> **THE PROBLEM**:
For the records that follow, restate each one word for word and leave the images behind.

....................

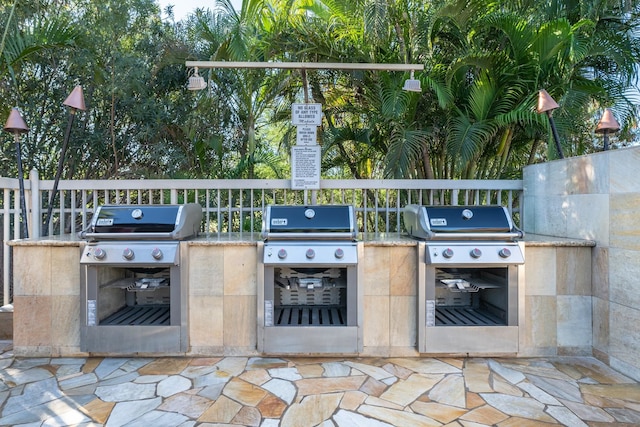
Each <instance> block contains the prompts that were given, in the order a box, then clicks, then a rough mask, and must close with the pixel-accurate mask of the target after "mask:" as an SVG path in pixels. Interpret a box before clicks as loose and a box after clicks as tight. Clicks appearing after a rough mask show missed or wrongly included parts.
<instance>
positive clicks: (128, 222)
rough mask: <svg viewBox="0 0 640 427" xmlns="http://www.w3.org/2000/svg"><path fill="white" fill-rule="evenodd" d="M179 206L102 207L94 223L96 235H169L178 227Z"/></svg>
mask: <svg viewBox="0 0 640 427" xmlns="http://www.w3.org/2000/svg"><path fill="white" fill-rule="evenodd" d="M179 209H180V206H178V205H166V206H163V205H146V206H145V205H106V206H101V207H100V208H99V211H98V212H97V214H96V215H97V217H96V218H95V221H94V222H93V225H94V229H93V231H94V232H95V233H169V232H172V231H173V230H174V229H175V227H176V220H177V217H178V210H179Z"/></svg>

....................

> **PROBLEM SOLUTION**:
Each <instance> block contains the prompts that were given, in the order a box, then clicks, then a rough mask, and must close with the pixel-accurate mask of the target after "mask:" as an SVG path in pixels. Interpret a box before clicks as loose and a box after clicks as tight. Clicks appearing after a rough mask show missed or wrongly included parts.
<instance>
positive clicks: (128, 222)
rough mask: <svg viewBox="0 0 640 427" xmlns="http://www.w3.org/2000/svg"><path fill="white" fill-rule="evenodd" d="M179 206L102 207L94 223L96 235H169L178 227Z"/></svg>
mask: <svg viewBox="0 0 640 427" xmlns="http://www.w3.org/2000/svg"><path fill="white" fill-rule="evenodd" d="M179 209H180V206H178V205H166V206H163V205H146V206H145V205H106V206H101V207H100V208H99V211H98V212H97V214H96V215H97V217H96V218H95V221H94V222H93V225H94V229H93V231H94V232H95V233H169V232H172V231H173V230H174V229H175V227H176V220H177V217H178V210H179Z"/></svg>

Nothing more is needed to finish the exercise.